=== EXTRAIT CHOISI ===
━━━━━━━━━━

Comme les portiques dans « la Zone du Dehors »…
Sauf que là, cela permet d’écarter les pauvres au nom de la sécurité sanitaire. C’est une idée passionnante de Jacques Mucchielli et d’Amine Mestari, que nous allons ensuite essayer de réinventer via des scans mémoriels (pour accéder à tel quartier, on doit prouver qu’on en a des souvenirs, donc qu’on y habite), en vain – ce sera trop complexe à exécuter.
Dans la postface de « la Zone du Dehors », vous dites que le livre a été écrit dans « un but, unique : comprendre, en Occident, à la fin du XXe, pourquoi et comment se révolter ». En imaginant la société du futur de « Remember Me », avez-vous approfondi cette question ?

━━━━━━━━━━

[Entrées de pointage d'objets nommés]
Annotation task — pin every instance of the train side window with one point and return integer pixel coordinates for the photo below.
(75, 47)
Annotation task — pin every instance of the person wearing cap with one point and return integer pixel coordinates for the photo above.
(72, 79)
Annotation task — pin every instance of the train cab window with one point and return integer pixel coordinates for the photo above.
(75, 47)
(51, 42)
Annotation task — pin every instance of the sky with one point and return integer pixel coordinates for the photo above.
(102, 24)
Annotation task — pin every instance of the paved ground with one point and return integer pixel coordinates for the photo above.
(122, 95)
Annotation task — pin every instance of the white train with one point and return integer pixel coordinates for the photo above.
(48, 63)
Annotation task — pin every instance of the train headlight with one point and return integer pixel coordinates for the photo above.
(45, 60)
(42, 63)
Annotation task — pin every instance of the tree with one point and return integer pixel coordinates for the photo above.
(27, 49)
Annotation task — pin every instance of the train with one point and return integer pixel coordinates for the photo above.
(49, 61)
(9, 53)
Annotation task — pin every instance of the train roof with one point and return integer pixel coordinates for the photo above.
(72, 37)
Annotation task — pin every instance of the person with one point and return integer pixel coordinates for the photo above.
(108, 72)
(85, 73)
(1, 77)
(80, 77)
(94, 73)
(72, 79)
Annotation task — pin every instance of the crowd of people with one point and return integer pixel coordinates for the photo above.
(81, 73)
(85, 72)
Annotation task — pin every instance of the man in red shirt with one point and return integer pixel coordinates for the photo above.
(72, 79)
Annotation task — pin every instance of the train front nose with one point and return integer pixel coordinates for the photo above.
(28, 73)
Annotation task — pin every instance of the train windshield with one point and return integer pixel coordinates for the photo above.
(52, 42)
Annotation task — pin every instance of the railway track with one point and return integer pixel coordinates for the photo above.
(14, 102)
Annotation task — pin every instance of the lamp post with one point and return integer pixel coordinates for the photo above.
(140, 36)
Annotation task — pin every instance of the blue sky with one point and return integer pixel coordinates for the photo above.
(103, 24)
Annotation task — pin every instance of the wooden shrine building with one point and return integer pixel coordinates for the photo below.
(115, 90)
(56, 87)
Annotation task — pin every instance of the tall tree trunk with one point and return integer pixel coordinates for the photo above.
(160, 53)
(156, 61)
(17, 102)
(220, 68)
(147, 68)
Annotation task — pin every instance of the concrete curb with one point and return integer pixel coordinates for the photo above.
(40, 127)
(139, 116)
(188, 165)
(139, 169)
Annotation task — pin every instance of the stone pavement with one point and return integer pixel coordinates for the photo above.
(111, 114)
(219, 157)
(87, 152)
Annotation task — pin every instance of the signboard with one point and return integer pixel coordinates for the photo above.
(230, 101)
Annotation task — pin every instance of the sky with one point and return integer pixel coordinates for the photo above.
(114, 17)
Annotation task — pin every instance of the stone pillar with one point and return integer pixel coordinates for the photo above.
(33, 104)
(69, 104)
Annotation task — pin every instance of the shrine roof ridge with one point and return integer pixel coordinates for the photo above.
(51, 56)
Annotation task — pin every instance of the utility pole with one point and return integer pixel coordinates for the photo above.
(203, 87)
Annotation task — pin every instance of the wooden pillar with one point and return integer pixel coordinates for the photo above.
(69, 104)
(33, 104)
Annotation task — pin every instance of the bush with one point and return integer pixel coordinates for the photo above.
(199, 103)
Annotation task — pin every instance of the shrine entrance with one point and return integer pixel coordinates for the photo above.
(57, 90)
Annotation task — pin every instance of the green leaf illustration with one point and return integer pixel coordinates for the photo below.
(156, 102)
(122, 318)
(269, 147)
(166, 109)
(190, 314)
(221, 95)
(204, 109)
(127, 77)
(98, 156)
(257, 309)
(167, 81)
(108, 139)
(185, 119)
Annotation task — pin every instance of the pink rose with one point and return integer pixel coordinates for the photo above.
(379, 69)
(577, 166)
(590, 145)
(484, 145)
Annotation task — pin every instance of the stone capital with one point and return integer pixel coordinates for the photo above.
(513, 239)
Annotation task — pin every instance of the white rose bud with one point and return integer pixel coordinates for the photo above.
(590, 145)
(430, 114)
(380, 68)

━━━━━━━━━━

=== CONSIGNES DE L'EXERCICE ===
(1) Reproduisez la partie des enregistrements qui s'ouvre sur la ligne contenant « Annotation task — pin every instance of the white rose » et se termine avec le dernier des enregistrements.
(2) Poursuivez l'extrait d'entretien consacré à « la Zone du Dehors » et à « Remember Me » à partir de l'endroit où il s'arrête.
Le texte et les enregistrements constituent deux matériaux distincts.

=== LES RÉPONSES ===
(1)
Annotation task — pin every instance of the white rose bud with one point and return integer pixel coordinates for the photo above.
(590, 145)
(430, 114)
(380, 68)

(2)
Oui, sur un point : les réfugiés environnementaux, ces gens nés dans des régions dévastées à cause du climat. Quand ils essaient de migrer, ils sont repoussés [ils n’ont pas encore d’existence juridique]. C’est une injustice criante qui devrait susciter une empathie immédiate. Nous avons consulté des simulations et d’ici la fin du siècle, avec l’élévation du niveau de la mer, le Bangladesh par exemple sera en partie rayé de la carte, ainsi que pas mal d’îles.
Notre Néo-Paris est donc entourée d’eau et surélevée, et cent mètres en-dessous du « meriphérique », où circulent des bateaux, se déploient des sortes d’ilots de survie. Ceux-ci sont peuplés de réfugiés climatiques qui tentent de s’approcher de la digue et de pénétrer dans la ville via les égouts. Ce thème n’apparaît presque plus dans le jeu final.
Quand présentez-vous « Remember Me » à des éditeurs ?
À la Game Developers Conference de San Francisco, en 2009. Sony est séduit. Nous passons le premier greenlight en août, ils nous disent non, exigent d’orienter davantage le jeu vers le genre action RPG. En octobre, ils nous approuvent.
« Sony a des problèmes budgétaires et renonce à six projets, dont “Remember Me” »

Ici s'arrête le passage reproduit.